EXERCISE GOAL: Write every line below out again, exactly as given, but leave out the pictures.

SOURCE INFORMATION:

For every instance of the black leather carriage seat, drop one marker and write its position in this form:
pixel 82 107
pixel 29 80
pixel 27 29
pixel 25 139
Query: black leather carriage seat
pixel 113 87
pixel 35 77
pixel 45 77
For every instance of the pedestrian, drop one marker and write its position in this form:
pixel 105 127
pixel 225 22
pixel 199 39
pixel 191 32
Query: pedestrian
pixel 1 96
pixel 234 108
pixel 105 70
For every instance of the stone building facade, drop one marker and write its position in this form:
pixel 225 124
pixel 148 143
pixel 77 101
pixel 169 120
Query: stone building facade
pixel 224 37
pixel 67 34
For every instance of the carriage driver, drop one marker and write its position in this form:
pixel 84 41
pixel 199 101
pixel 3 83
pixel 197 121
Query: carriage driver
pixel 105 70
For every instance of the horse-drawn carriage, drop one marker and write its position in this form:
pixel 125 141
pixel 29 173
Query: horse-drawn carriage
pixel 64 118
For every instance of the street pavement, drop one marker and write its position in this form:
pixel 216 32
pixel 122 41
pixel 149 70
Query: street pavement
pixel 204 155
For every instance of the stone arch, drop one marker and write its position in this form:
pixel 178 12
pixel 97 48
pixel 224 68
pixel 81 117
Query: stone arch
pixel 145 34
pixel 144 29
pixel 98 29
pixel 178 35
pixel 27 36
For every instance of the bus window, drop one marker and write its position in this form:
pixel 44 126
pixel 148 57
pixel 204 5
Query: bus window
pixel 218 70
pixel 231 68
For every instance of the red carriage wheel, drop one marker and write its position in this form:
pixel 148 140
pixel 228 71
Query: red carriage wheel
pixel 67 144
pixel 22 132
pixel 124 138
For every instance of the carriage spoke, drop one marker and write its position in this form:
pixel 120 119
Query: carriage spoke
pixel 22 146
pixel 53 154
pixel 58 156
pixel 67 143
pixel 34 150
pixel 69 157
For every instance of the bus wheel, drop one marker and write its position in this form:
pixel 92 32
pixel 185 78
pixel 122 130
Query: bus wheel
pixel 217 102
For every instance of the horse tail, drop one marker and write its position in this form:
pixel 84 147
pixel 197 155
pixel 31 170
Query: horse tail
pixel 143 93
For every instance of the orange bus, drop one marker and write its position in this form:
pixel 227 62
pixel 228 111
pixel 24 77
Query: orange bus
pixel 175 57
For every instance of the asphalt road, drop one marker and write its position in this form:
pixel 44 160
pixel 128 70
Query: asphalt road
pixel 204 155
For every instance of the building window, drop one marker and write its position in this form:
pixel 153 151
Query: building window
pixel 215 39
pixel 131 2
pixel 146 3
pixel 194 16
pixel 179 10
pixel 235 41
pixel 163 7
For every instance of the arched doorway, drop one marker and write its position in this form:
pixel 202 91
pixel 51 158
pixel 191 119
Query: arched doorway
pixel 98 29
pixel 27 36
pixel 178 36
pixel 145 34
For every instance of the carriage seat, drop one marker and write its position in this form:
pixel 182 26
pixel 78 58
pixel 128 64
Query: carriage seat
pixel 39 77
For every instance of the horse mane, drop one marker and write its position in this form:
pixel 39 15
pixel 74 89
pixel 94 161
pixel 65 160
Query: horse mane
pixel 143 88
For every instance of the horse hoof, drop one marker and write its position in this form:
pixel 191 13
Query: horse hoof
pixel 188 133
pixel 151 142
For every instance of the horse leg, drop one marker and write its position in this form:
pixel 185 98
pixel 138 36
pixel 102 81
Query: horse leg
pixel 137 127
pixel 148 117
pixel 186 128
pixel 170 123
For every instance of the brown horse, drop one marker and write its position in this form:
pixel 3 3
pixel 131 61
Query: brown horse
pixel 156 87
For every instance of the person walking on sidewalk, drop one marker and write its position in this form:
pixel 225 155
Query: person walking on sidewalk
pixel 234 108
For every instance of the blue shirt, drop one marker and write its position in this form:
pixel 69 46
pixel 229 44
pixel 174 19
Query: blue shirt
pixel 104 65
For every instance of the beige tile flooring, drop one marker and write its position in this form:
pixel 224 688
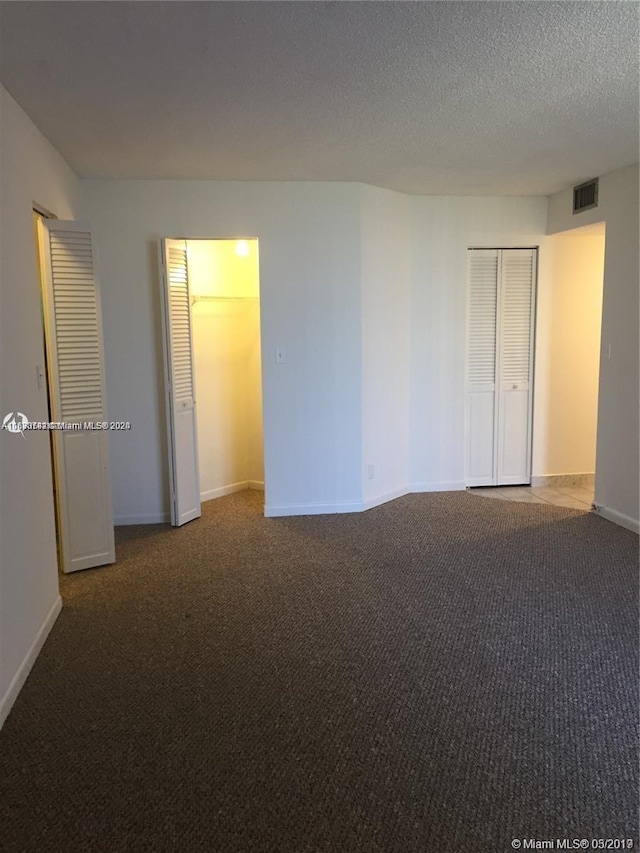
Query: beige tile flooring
pixel 574 497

RESULT FOR THIS TASK:
For every instance of the black leather carriage seat, drop one marker and write its position in this form:
pixel 82 107
pixel 29 80
pixel 27 29
pixel 25 139
Query: black leather carriage seat
pixel 113 87
pixel 35 77
pixel 45 77
For every instance of the pedestrian, drop one marker and write its position in this form:
pixel 105 127
pixel 225 22
pixel 199 39
pixel 191 32
Query: pedestrian
pixel 1 96
pixel 234 108
pixel 105 70
For every instance of the stone building facade, drop one marker and write its position in this form:
pixel 225 124
pixel 148 143
pixel 77 101
pixel 169 120
Query: stone building facade
pixel 224 37
pixel 67 34
For every instance of the carriage driver, drop one marker and write its position in this form:
pixel 84 41
pixel 199 101
pixel 3 83
pixel 197 121
Query: carriage driver
pixel 105 70
For every instance of the horse-drawn carriage, drop one marker and write its position in this form:
pixel 125 141
pixel 29 173
Query: horse-drawn carriage
pixel 64 118
For every instance of the street pavement, drop one marker and write its position in this form:
pixel 216 32
pixel 122 41
pixel 149 70
Query: street pavement
pixel 204 155
For every instance of the stone arch, drop one marker and write its position in this form:
pixel 178 12
pixel 97 48
pixel 224 68
pixel 81 117
Query: stone arch
pixel 145 34
pixel 144 29
pixel 98 29
pixel 178 35
pixel 27 36
For every instance of the bus window, drop one marker and write its position in this form:
pixel 44 126
pixel 148 57
pixel 204 5
Query: bus window
pixel 218 70
pixel 231 68
For every instance of the red carriage wheel, drop one marker and write its position in this form:
pixel 148 140
pixel 228 71
Query: red carriage wheel
pixel 67 144
pixel 22 132
pixel 124 138
For every instance of the carriage spoke, drop one marker and write its position in this form:
pixel 120 119
Query: carriage spoke
pixel 22 146
pixel 53 154
pixel 58 156
pixel 67 143
pixel 34 150
pixel 69 157
For every instance of the bus wheel, drop one marker and write its position in this form:
pixel 92 32
pixel 185 78
pixel 122 130
Query: bus wheel
pixel 217 102
For every instance of the horse tail, drop one marker and write its position in this form:
pixel 84 147
pixel 197 155
pixel 31 170
Query: horse tail
pixel 143 93
For every instance of the orange bus, drop one marker and write its position in this form:
pixel 227 62
pixel 228 111
pixel 24 77
Query: orange bus
pixel 175 57
For every instance of the asphalt road, drop one marker and write its position in this form:
pixel 44 160
pixel 128 70
Query: asphalt road
pixel 204 155
For every instance of the building window, drop one marker and write its position in this form:
pixel 153 151
Query: building window
pixel 215 39
pixel 131 2
pixel 146 3
pixel 194 16
pixel 179 10
pixel 235 41
pixel 163 7
For every instance of the arched doorway, drop one marker and write its position in this form:
pixel 202 91
pixel 51 158
pixel 191 119
Query: arched doorway
pixel 98 29
pixel 27 36
pixel 178 36
pixel 145 34
For every instance of the carriage seat, drop one marker and write its position in this form:
pixel 182 26
pixel 78 58
pixel 128 64
Query: carriage seat
pixel 39 77
For every instance of the horse mane, drop one marker and write its position in this form:
pixel 39 15
pixel 74 89
pixel 94 161
pixel 65 160
Query: horse mane
pixel 143 88
For every instance of the horse hoof, drop one marker and write its position in this form:
pixel 191 13
Query: horse hoof
pixel 188 133
pixel 151 142
For every instance of the horse leg, drop one marker and write its position in this form:
pixel 185 98
pixel 138 36
pixel 102 81
Query: horse leg
pixel 137 127
pixel 148 117
pixel 186 128
pixel 170 123
For every instance of the brown horse, drop one marker and write its position in this form:
pixel 3 3
pixel 131 61
Query: brown horse
pixel 156 87
For every instance of the person walking on sidewalk, drop one marker and write its position in this form:
pixel 225 155
Query: person walking on sidewalk
pixel 234 108
For every instance of the blue shirt, drop one marker and write its position in this form:
pixel 69 46
pixel 229 44
pixel 174 19
Query: blue shirt
pixel 104 65
For every instance of the beige tile flooring, drop one marker and write its position in this form:
pixel 224 688
Query: beige tile flooring
pixel 574 497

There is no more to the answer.